◆ Source extract ◆
What Does It Take To Be a Good Reader
At Reading Teacher, we are motivated by a fundamental question: what does it take to be a good reader? The seemingly simple quandary has fostered a considerable amount of controversy; and after a worldwide shake-up in elementary education, it’s increasingly difficult to determine what today’s young readers truly need to become good readers. While reading researchers and teachers continue to debate, it’s clear that a combination of systematic phonics, word recognition, and fostering a love for reading will help youngsters become more confident, competent readers.

◆ Your assignment ◆
List each part of the combination that the text on good readers says will help youngsters become more confident, competent readers.

◆ Recorded data ◆
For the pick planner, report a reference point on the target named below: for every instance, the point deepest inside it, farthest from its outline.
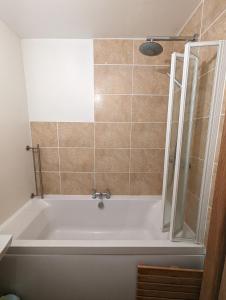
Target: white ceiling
(95, 18)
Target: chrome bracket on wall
(36, 151)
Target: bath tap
(100, 195)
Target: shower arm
(173, 38)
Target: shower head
(151, 48)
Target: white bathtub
(71, 236)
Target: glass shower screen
(195, 101)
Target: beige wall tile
(212, 9)
(199, 137)
(147, 160)
(149, 108)
(116, 183)
(191, 210)
(204, 92)
(195, 176)
(217, 31)
(112, 160)
(113, 79)
(145, 184)
(112, 108)
(112, 135)
(162, 59)
(51, 183)
(76, 134)
(148, 135)
(44, 134)
(77, 183)
(113, 51)
(49, 159)
(77, 159)
(219, 138)
(194, 24)
(208, 55)
(207, 225)
(224, 102)
(150, 80)
(214, 174)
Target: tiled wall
(123, 150)
(209, 20)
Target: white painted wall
(16, 179)
(59, 79)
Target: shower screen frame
(167, 209)
(211, 143)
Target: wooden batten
(216, 245)
(156, 283)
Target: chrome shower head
(151, 48)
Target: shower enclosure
(195, 104)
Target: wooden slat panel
(170, 280)
(160, 283)
(168, 287)
(172, 272)
(167, 294)
(152, 298)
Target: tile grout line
(201, 20)
(131, 116)
(133, 65)
(94, 152)
(212, 23)
(94, 123)
(132, 94)
(104, 172)
(58, 150)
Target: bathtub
(66, 243)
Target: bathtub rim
(69, 247)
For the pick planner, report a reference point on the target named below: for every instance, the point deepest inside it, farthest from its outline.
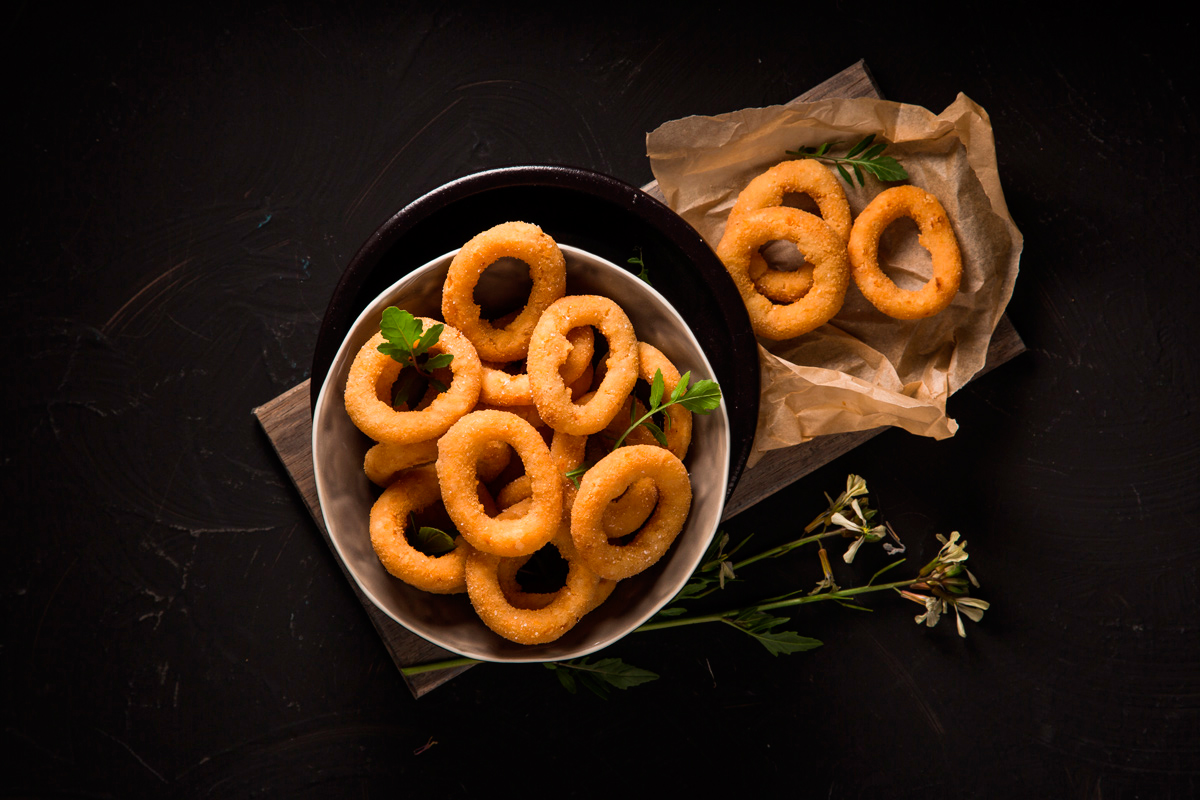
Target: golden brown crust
(550, 347)
(547, 268)
(376, 417)
(461, 449)
(441, 575)
(936, 235)
(605, 482)
(820, 245)
(767, 191)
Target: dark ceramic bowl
(588, 210)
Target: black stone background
(186, 186)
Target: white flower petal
(849, 558)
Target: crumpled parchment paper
(862, 370)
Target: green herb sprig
(429, 540)
(862, 157)
(598, 677)
(408, 342)
(701, 397)
(941, 587)
(643, 274)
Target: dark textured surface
(187, 193)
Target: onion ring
(443, 575)
(504, 389)
(460, 450)
(549, 349)
(547, 268)
(529, 625)
(377, 419)
(820, 245)
(384, 461)
(606, 481)
(936, 236)
(767, 191)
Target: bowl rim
(324, 389)
(747, 378)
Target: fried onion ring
(549, 350)
(443, 575)
(605, 482)
(529, 625)
(459, 452)
(505, 389)
(377, 419)
(820, 245)
(547, 269)
(936, 236)
(767, 191)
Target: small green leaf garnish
(643, 274)
(598, 677)
(861, 157)
(408, 343)
(431, 541)
(701, 397)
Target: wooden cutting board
(287, 421)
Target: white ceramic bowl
(448, 620)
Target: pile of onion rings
(529, 397)
(784, 305)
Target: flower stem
(775, 551)
(771, 605)
(445, 663)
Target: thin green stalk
(775, 551)
(447, 663)
(771, 605)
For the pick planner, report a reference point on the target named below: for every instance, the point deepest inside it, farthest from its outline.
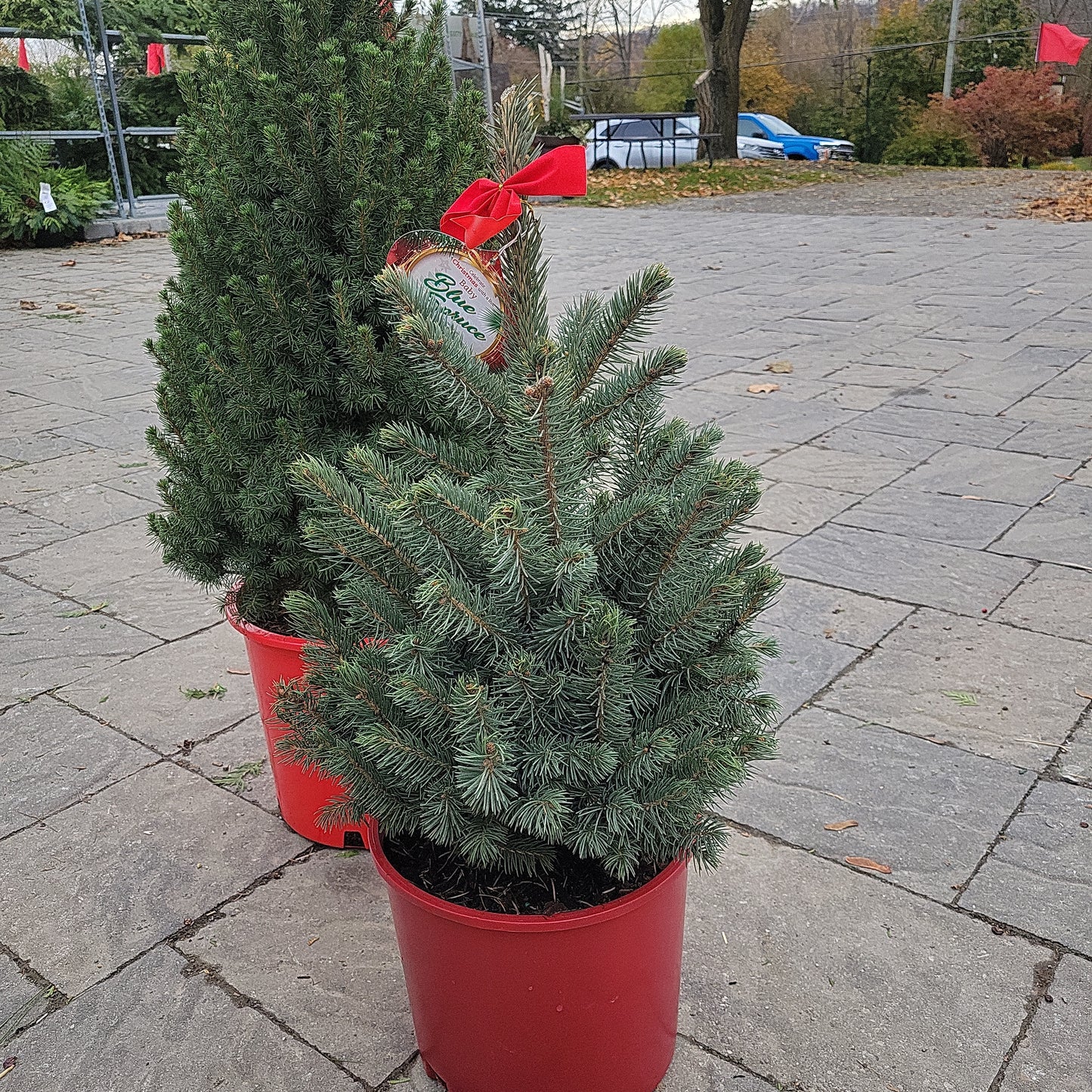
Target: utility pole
(484, 49)
(950, 59)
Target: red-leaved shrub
(1016, 114)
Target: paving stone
(1022, 684)
(128, 868)
(797, 509)
(21, 1001)
(34, 481)
(834, 614)
(316, 948)
(1058, 530)
(1038, 877)
(937, 425)
(54, 756)
(785, 422)
(991, 475)
(46, 642)
(806, 665)
(20, 533)
(1040, 438)
(809, 972)
(135, 586)
(927, 812)
(834, 470)
(946, 399)
(88, 508)
(159, 1027)
(1053, 600)
(144, 697)
(1057, 1050)
(877, 444)
(936, 517)
(895, 567)
(243, 745)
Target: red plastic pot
(301, 794)
(583, 1001)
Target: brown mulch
(571, 885)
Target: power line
(994, 36)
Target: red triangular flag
(156, 58)
(1057, 43)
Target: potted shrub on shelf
(537, 676)
(314, 135)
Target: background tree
(673, 60)
(723, 26)
(763, 85)
(316, 134)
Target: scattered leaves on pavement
(961, 697)
(213, 691)
(873, 866)
(238, 778)
(1072, 201)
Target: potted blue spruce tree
(539, 673)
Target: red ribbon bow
(486, 208)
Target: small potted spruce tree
(316, 134)
(537, 676)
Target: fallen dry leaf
(873, 866)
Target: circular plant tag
(466, 283)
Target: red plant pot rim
(513, 923)
(255, 633)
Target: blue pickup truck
(797, 147)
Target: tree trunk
(723, 26)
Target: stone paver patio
(930, 505)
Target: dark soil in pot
(572, 883)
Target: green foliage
(672, 63)
(132, 17)
(23, 221)
(314, 135)
(24, 101)
(993, 17)
(543, 623)
(932, 150)
(144, 101)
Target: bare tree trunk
(723, 26)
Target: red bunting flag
(486, 206)
(1057, 43)
(156, 58)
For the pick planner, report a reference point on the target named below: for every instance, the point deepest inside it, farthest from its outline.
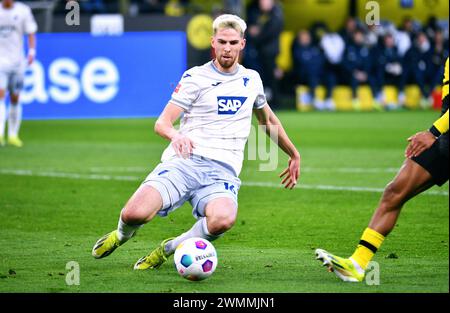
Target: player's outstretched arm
(182, 145)
(425, 139)
(276, 132)
(31, 48)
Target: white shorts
(197, 180)
(11, 81)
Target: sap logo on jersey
(229, 105)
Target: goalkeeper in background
(426, 165)
(16, 20)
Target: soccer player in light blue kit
(16, 20)
(203, 161)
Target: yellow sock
(369, 244)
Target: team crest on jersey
(229, 105)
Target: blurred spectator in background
(439, 54)
(93, 6)
(410, 27)
(265, 24)
(351, 24)
(308, 67)
(357, 64)
(417, 67)
(333, 47)
(389, 68)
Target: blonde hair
(229, 21)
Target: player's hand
(419, 143)
(182, 145)
(292, 173)
(30, 59)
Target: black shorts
(435, 160)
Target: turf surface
(64, 189)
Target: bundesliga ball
(195, 259)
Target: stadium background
(66, 186)
(68, 82)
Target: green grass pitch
(65, 188)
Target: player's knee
(133, 214)
(221, 223)
(393, 196)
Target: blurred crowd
(358, 54)
(375, 55)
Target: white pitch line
(19, 172)
(138, 169)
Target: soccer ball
(195, 258)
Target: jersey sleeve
(441, 125)
(260, 100)
(30, 25)
(186, 92)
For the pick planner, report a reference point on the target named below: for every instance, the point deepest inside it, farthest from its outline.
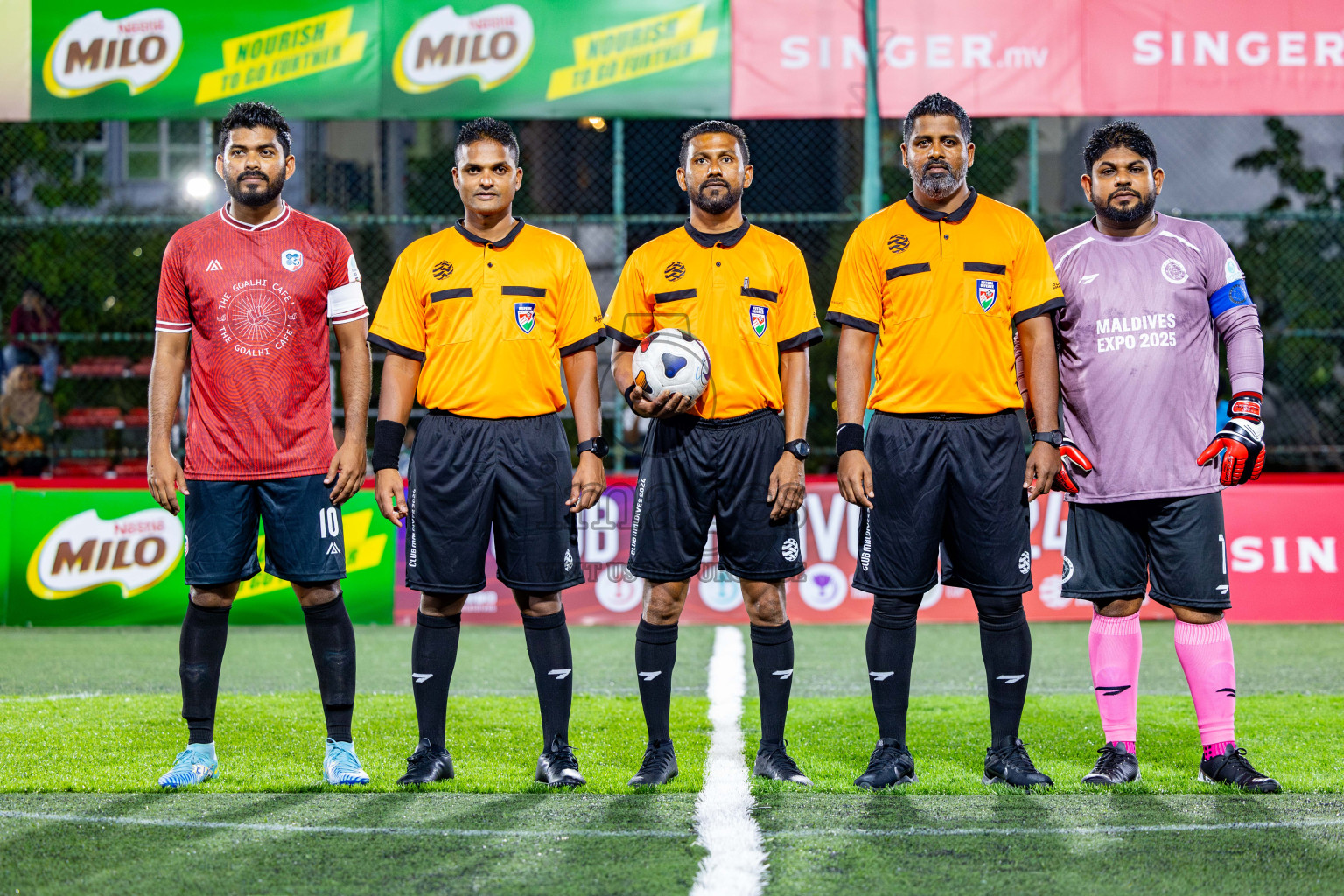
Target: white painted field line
(735, 863)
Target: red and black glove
(1241, 442)
(1068, 452)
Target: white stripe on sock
(735, 861)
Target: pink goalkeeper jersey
(1138, 359)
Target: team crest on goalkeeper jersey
(987, 293)
(524, 313)
(760, 315)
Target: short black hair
(486, 130)
(255, 115)
(712, 128)
(1118, 133)
(935, 105)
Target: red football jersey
(257, 301)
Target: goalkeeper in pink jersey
(1146, 298)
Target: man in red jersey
(250, 289)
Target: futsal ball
(672, 360)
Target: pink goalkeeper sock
(1206, 654)
(1116, 645)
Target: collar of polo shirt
(499, 243)
(950, 216)
(727, 240)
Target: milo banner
(1283, 552)
(542, 60)
(193, 60)
(112, 556)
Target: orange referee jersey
(944, 293)
(489, 321)
(745, 294)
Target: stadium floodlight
(198, 187)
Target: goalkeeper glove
(1068, 452)
(1241, 442)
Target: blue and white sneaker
(341, 765)
(192, 766)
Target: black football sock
(654, 654)
(1005, 647)
(200, 650)
(433, 657)
(772, 654)
(331, 637)
(892, 652)
(553, 667)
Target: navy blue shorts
(305, 540)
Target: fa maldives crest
(524, 315)
(987, 293)
(760, 315)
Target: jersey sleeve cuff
(847, 320)
(802, 340)
(617, 336)
(396, 348)
(1045, 308)
(588, 341)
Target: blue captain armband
(1228, 298)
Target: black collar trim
(500, 243)
(950, 216)
(710, 241)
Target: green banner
(193, 60)
(556, 58)
(116, 557)
(382, 58)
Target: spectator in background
(32, 336)
(25, 418)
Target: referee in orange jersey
(941, 281)
(478, 321)
(727, 457)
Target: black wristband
(848, 438)
(388, 444)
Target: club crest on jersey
(760, 318)
(524, 315)
(987, 293)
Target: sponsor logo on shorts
(1173, 271)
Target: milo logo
(443, 47)
(84, 552)
(90, 52)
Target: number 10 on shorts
(328, 520)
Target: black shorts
(697, 471)
(953, 480)
(472, 476)
(305, 540)
(1116, 550)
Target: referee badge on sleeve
(760, 316)
(987, 291)
(524, 315)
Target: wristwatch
(1054, 438)
(597, 444)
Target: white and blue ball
(672, 360)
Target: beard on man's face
(941, 183)
(1125, 215)
(256, 192)
(717, 203)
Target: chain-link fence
(87, 210)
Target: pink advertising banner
(807, 58)
(1283, 551)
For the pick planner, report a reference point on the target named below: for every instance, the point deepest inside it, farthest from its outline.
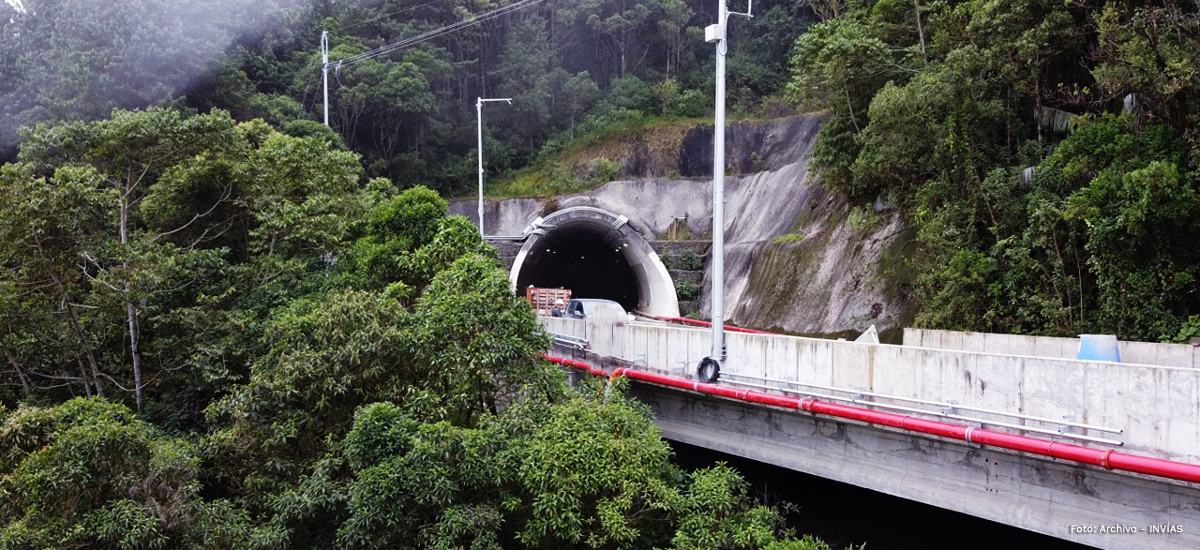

◆ Your solution ◆
- systematic phonics
- word recognition
- fostering a love for reading